A
report in the March 2013 edition of the medical journal,
Lung Cancer,details two unusual side effects seen in a 77 year-old man who was receiving
Alimta
chemotherapy in the course of maintenance therapy for malignant pleural mesothelioma
(“MPM”). One week after the patient received his seventeenth
cycle of Alimta, he began suffering from neutropenic enteritis (“NE”),
a potentially life-threatening condition associated with inflammation
of the cecum or bowels which was treated with antibiotics. Another side
effect experienced by the same patient was severe hyperpigmentation, which
is the discoloration or darkening of the skin all over the patient’s body.
There are prior reports of two patients receiving Alimta in the treatment
of non-small cell lung cancer who developed NE, but this is the first
documented case of an MPM patient exhibiting NE. Hyperpigmentation has
been documented in two previous patients receiving Alimta. But this is
the first case where both
symptoms/side effects were exhibited in the same patient.

= = = = = = =

EXERCISES TO COMPLETE:
1 – Write out the part of the Alimta passage starting at "There are prior" and ending at "the same patient.".
2 – Extend the Alimta passage beyond its final sentence.
The lines after the Alimta passage are not needed.

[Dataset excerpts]
= = = = = = =

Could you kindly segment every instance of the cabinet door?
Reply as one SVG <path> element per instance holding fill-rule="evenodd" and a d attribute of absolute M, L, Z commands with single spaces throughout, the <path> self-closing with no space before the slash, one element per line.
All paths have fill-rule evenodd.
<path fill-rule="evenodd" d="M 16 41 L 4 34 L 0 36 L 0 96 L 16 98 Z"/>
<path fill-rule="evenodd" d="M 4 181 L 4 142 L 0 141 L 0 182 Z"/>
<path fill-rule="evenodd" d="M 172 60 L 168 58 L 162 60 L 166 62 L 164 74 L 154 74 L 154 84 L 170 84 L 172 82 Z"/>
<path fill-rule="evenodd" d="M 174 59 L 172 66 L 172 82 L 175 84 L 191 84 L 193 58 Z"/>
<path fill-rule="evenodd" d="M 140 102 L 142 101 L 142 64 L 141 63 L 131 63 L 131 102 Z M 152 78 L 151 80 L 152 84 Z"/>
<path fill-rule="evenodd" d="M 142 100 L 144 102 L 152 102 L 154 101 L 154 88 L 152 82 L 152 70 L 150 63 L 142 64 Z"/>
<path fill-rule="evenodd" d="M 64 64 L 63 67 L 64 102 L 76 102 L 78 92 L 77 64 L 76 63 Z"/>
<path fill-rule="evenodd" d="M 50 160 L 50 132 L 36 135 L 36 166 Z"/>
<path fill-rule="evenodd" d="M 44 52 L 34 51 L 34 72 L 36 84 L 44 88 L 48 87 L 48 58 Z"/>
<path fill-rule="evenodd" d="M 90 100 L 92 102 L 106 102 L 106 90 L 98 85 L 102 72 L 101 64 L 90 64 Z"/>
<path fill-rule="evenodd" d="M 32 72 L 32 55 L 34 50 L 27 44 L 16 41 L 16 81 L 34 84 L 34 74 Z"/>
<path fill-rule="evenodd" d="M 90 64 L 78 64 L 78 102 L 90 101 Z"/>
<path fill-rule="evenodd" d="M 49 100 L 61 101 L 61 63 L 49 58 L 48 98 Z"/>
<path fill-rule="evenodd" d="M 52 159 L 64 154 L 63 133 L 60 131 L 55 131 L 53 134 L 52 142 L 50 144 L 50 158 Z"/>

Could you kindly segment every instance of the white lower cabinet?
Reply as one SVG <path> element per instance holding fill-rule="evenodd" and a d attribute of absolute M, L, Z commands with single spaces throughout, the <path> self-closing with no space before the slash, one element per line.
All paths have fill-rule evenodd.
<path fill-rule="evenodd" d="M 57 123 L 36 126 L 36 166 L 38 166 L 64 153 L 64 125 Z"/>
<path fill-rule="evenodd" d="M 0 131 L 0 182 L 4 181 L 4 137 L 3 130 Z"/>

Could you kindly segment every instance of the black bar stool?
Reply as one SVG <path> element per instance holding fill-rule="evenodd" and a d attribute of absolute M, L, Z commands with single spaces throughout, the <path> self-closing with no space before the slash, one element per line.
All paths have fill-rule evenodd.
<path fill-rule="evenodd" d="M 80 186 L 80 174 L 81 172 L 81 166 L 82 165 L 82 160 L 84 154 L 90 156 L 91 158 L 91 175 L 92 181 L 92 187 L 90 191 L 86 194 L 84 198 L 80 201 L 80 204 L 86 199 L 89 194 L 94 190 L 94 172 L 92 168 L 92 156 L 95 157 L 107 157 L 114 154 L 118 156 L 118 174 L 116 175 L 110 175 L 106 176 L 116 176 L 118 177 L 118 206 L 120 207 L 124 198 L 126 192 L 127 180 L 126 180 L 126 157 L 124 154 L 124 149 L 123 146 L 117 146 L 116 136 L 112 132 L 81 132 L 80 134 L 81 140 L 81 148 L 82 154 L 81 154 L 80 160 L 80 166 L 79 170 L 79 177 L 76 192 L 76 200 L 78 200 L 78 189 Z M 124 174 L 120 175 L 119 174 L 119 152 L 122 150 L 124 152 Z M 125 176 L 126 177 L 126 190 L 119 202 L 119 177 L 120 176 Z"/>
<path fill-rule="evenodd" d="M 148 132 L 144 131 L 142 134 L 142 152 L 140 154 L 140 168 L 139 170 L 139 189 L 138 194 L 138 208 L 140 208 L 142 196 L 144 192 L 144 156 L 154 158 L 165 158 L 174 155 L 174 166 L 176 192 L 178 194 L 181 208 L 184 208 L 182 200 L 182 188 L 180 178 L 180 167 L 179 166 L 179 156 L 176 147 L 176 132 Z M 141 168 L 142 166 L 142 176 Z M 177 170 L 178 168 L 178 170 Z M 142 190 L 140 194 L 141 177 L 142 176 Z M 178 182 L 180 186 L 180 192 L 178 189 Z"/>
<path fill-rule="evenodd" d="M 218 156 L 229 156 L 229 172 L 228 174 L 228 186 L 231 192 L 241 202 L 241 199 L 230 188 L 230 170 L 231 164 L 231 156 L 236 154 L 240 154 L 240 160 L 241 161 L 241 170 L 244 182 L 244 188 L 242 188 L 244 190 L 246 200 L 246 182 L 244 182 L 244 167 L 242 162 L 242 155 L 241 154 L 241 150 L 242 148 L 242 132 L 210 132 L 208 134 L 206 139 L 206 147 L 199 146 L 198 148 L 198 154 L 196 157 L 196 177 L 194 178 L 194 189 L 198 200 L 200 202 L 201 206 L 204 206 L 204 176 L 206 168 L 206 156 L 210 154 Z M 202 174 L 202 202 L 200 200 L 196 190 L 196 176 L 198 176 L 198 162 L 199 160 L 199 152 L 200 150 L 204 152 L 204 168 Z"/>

= = = = = = =

ANSWER SECTION:
1 –
There are prior reports of two patients receiving Alimta in the treatment
of non-small cell lung cancer who developed NE, but this is the first
documented case of an MPM patient exhibiting NE. Hyperpigmentation has
been documented in two previous patients receiving Alimta. But this is
the first case where both
symptoms/side effects were exhibited in the same patient.

2 –
Since its approval by the FDA in 2004, pemetrexed, brand name Alimta, has
been routinely prescribed in combination with cisplatin or carboplatin
for patients diagnosed with mesothelioma. To this day, Alimta/cisplatin
remains the only FDA approved chemotherapy drug combination for the treatment
of mesothelioma.
Even though it was ultimately approved, the
clinical trials of Alimta/cisplatin showed only a 41% partial response rate and an increased
median survival rate of only 2.8 months compared to patients treated with
cisplatin alone. Furthermore, in its
approval letter, the FDA noted that it’s approval of Alimta/cisplatin was limited to
“
use with patients who are not eligible for
surgery.”
More recent published trial data reveals that a combination of surgery,
radiation, and chemotherapy is almost always associated with the longest survival times.